# EXTRACT TO READ

Sir Samuel Roy Meadow

Born in 1933, Sir Samuel Roy Meadow is a retired British paediatrician, who first came to public prominence in 1977 following and academic paper describing a phenomenon dubbed Munchausen Syndrome by Proxy (MSbP).

For his work, ‘The Captive Mother’, he was awarded the prestigious Donald Paterson prize of the British Paediatric Association in 1968; in 1980 when a second professorial chair in paediatrics was inaugurated at St James’s University Hospital, Leeds, he was invited to accept it; in 1998, he was knighted for services to child health. 

His work became controversial, particularly arising from the consequences of a belief he stated in a book, ABC of Child Abuse, that, in a single family, “one sudden infant death is a tragedy, two is suspicious and three is murder, until proved otherwise“. This became known to some as "Meadow's Law" and was influential in the thinking of UK social workers and child protection agencies, such as the NSPCC.

Meadow's reputation was severely damaged after he appeared as an expert witness for the prosecution in several trials, in at least one of which his testimony played a crucial part in a wrongful conviction for murder

The British General Medical Council (GMC) struck him from the British Medical Register after he was found to have offered “erroneous” and “misleading” evidence in the Sally Clark case. Clark was a lawyer wrongly convicted in 1999 of the murder of her two baby sons, largely on the basis of Meadow's evidence; her conviction was quashed in 2003 after she had spent three years in jail. Sally Clark never recovered from the experience, developed a number of serious psychiatric problems including serious alcohol dependency and died in 2007 from alcohol poisoning.

Clark's father, Frank Lockyer, complained to the GMC, alleging serious professional misconduct on the part of Meadow. The GMC concluded in July 2005 that Meadow was guilty, but he appealed to the High Court, which in February 2006 ruled in his favour. The GMC appealed to the Court of Appeal, but in October 2006, by a majority decision, the court upheld the ruling that Meadow was not guilty of the GMC's charge.

However, despite complaints and evidence to show his factual errors, he still retains his award of a knighthood and his credentials.  His work is still used to influence despite Harriet Harman essential banning him from Court Work.

Ian and Angela Gay

In the 2005 trial of Ian and Angela Gay over the death of their adopted son Christian, the prosecution relied heavily upon Meadow's 1993 paper "Non-accidental salt poisoning",[43] citing it many times throughout the trial. The judge also referred to the paper citing it five times during his summing up. Ian and Angela Gay were found guilty of manslaughter and spent 15 months in prison before their convictions were quashed.

In interviews for BBC Radio 4's File on 4 programme,[44] Professor Jean Golding and Professor Ashley Grossman both questioned the reliability of the Meadow paper. The naturally occurring condition diabetes insipidus was suggested as a more likely cause of an elevated salt level than deliberate salt poisoning.

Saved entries
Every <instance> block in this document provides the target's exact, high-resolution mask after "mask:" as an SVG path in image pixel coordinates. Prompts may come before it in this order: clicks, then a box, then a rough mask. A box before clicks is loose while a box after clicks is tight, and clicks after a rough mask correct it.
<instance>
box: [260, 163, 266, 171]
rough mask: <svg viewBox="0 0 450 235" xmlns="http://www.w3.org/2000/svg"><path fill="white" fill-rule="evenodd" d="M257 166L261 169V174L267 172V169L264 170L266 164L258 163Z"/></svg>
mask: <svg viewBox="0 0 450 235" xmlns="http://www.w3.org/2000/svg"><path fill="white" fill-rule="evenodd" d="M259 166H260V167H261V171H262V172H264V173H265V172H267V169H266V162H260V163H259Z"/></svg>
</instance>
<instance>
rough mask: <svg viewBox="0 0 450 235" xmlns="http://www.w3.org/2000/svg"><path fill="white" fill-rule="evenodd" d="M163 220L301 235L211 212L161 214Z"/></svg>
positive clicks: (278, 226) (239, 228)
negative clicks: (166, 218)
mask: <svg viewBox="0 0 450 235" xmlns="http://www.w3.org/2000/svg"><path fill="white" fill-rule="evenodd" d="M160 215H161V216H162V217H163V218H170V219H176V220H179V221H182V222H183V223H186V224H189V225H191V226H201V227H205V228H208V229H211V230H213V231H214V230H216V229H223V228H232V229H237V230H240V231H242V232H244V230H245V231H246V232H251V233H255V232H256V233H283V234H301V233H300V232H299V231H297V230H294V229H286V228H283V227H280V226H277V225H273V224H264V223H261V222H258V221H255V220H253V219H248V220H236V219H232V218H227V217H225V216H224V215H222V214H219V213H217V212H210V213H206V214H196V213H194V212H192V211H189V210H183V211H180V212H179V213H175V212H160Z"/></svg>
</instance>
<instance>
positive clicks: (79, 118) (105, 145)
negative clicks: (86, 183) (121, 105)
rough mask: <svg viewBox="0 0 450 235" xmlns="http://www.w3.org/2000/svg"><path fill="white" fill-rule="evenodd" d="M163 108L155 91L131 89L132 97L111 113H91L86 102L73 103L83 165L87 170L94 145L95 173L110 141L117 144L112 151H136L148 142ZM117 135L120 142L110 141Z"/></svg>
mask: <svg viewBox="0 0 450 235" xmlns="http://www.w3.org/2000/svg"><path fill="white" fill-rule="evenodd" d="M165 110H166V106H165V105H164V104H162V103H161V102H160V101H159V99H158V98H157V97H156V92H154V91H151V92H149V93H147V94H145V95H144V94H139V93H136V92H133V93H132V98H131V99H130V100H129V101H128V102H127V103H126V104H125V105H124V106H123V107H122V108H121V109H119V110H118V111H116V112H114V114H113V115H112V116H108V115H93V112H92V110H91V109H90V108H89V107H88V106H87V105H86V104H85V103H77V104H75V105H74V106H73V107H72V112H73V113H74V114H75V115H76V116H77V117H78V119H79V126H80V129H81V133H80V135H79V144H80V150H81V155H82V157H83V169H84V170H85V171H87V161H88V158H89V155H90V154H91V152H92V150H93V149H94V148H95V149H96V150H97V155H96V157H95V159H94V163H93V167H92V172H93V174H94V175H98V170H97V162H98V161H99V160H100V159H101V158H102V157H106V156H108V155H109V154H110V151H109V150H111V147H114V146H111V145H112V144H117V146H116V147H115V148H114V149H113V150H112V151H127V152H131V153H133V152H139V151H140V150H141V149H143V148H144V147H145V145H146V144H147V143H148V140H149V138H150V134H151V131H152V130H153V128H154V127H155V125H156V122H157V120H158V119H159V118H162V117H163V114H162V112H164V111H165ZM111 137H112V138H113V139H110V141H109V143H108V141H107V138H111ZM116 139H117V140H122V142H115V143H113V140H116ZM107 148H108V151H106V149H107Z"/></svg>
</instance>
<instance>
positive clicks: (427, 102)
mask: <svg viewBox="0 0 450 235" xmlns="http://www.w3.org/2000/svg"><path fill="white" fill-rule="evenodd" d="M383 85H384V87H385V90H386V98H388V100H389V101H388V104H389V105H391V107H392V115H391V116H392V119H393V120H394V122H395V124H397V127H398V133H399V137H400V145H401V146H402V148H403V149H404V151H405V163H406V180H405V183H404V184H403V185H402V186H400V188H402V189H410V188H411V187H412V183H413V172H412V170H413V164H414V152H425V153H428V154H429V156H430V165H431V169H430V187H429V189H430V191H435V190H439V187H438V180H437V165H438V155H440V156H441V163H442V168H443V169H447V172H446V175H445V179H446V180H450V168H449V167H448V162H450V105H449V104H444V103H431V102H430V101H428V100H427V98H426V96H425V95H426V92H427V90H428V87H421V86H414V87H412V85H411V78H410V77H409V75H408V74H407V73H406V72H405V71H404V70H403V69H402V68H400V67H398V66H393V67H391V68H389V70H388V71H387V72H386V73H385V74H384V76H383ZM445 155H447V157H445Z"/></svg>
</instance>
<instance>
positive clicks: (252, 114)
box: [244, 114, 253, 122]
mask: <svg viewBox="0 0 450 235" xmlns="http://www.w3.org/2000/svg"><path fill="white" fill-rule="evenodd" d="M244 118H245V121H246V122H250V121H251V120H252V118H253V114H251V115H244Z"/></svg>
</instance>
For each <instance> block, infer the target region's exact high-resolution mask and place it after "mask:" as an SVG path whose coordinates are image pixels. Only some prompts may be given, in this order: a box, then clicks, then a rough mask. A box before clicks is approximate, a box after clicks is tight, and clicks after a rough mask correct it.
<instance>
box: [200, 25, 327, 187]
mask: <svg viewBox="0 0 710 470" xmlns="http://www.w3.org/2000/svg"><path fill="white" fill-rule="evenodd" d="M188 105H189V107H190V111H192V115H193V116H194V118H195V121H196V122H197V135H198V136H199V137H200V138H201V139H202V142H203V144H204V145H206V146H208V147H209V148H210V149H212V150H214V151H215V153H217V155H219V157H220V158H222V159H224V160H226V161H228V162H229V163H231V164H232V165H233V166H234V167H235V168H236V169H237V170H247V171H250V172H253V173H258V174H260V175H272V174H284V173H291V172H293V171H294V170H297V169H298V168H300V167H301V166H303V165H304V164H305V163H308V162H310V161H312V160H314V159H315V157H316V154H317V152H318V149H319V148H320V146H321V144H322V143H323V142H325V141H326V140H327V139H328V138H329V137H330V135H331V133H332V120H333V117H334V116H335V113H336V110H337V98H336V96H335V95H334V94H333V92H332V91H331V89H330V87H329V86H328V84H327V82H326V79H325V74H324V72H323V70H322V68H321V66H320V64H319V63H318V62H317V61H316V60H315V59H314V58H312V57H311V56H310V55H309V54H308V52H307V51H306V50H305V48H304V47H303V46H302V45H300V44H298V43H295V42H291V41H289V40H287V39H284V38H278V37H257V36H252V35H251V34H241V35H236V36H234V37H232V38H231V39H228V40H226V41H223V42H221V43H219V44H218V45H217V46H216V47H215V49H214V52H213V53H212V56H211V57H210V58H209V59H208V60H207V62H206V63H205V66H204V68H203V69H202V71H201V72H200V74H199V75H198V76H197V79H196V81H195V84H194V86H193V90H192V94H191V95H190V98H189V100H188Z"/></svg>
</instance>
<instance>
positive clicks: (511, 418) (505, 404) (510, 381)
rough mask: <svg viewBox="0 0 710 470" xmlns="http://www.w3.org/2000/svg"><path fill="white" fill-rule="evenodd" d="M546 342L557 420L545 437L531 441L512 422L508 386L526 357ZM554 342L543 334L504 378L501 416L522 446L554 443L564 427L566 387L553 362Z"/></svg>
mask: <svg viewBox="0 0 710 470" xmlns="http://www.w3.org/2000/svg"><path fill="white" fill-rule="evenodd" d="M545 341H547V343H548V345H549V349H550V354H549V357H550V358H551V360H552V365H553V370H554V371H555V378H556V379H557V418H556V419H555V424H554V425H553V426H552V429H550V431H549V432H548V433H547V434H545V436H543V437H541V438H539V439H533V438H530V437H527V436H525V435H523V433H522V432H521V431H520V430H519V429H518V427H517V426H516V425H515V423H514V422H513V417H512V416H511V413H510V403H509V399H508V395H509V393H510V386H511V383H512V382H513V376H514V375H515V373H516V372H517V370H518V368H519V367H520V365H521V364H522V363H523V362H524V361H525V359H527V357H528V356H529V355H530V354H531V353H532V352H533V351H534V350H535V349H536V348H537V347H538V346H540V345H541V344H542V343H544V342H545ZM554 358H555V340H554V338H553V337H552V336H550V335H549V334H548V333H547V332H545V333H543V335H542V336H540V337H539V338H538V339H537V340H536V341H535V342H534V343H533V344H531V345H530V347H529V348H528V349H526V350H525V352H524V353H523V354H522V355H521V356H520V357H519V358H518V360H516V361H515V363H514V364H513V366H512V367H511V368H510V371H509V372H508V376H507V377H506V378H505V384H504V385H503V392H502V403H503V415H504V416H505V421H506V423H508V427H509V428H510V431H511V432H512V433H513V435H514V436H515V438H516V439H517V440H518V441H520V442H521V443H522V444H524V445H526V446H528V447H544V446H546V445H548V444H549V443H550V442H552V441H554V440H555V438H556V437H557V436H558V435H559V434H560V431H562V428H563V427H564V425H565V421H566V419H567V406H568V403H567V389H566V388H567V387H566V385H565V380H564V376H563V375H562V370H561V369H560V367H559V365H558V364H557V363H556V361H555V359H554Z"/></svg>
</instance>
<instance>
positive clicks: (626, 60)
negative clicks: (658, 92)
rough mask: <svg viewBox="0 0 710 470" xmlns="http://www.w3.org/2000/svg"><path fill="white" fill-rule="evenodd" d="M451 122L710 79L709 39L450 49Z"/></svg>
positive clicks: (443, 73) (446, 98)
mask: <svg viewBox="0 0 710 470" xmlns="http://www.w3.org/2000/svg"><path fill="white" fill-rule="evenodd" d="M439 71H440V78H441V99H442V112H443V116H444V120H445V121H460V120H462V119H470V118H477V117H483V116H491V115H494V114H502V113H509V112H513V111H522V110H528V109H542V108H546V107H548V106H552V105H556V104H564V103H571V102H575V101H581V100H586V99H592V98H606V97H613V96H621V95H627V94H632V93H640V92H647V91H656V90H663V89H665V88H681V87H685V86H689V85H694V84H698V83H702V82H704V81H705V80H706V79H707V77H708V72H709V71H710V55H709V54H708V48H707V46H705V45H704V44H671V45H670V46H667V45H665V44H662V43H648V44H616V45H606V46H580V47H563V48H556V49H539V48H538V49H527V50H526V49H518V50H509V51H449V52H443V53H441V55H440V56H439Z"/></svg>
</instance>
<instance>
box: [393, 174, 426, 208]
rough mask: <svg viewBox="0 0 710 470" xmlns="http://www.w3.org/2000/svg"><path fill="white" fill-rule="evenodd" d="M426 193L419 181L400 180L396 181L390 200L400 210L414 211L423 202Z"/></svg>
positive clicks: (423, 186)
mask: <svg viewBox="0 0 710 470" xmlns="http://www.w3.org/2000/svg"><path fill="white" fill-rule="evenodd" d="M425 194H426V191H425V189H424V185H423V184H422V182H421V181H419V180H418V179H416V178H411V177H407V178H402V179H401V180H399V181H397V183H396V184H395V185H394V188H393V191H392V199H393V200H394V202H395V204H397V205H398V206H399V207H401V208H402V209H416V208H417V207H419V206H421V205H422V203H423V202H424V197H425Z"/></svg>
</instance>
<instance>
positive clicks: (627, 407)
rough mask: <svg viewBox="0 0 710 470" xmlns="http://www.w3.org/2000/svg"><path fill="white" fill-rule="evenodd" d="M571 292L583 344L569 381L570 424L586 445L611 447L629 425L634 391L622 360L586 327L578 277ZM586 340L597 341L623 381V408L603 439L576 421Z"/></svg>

# YOUR TASKS
**1)** Transcribe the section of the Roy Meadow text that opens with the words containing "For his work, ‘The" and closes with "to child health.".
**2)** Pick up the Roy Meadow text at its final sentence and continue it from there.

# ANSWER SECTION
**1)**
For his work, ‘The Captive Mother’, he was awarded the prestigious Donald Paterson prize of the British Paediatric Association in 1968; in 1980 when a second professorial chair in paediatrics was inaugurated at St James’s University Hospital, Leeds, he was invited to accept it; in 1998, he was knighted for services to child health.

**2)**
Angela Cannings

The following December Angela Cannings, a mother convicted on Meadow's evidence, was freed on appeal. She had been wrongly convicted of murdering two of her three babies, both of whom had died in their first few weeks of life. Following the quashing of her convictions, Meadow found himself under investigation by the British General Medical Council for alleged professional misconduct.

Cannings' case differed from Clark's in that there was no physical evidence. The prosecution rested upon what was perceived to be "suspicious behaviour" on the part of the mother (telephoning her husband instead of emergency services when one of the deaths occurred) and upon Meadow's opinion that she was an MSbP sufferer. He had told the jury that the boys could not have been genuine cot death victims because they were fit and healthy right up until the time of death (contradicting other experts who claim this is typical of SIDS cases). The prosecution had also rejected any genetic explanation, stating that there was no family history of cot death. Although no enumerated statistics had been presented, Meadow had told the jury that double cot death was extremely unlikely. The jurors took nine hours to return a guilty verdict.

Cannings had already lost one appeal but, in the wake of the Clark and Patel acquittals, the case was "fast tracked" for a second appeal. In the weeks that followed, an investigation by the BBC showed that the prosecution's "no family history" argument had been incorrect: at least two of Cannings' paternal ancestors had lost an abnormally large number of infants to unexplained causes, making a genetic predisposition to cot death highly plausible.

The appeal was heard in December 2003 and the Court of Appeal declared the original conviction unsafe and allowed Cannings' appeal.

Trupti Patel

In June 2003, the CPS used Meadow's expert testimony against Trupti Patel, a pharmacist accused of killing three of her babies. After a highly publicised trial lasting several weeks, the jury took less than 90 minutes to return a unanimous verdict of "not guilty". Even then, a spokesperson for the prosecution stated that the crown would still be "very happy" to use Meadow's evidence in future trials. However, the Solicitor General for England and Wales, Harriet Harman (whose sister is Sarah Harman, a lawyer involved in another subsequent high-profile case where the parents had been accused of harming their children) effectively barred Meadow from court work; she warned prosecution lawyers that the defence should be informed of court criticisms of Meadow's evidence.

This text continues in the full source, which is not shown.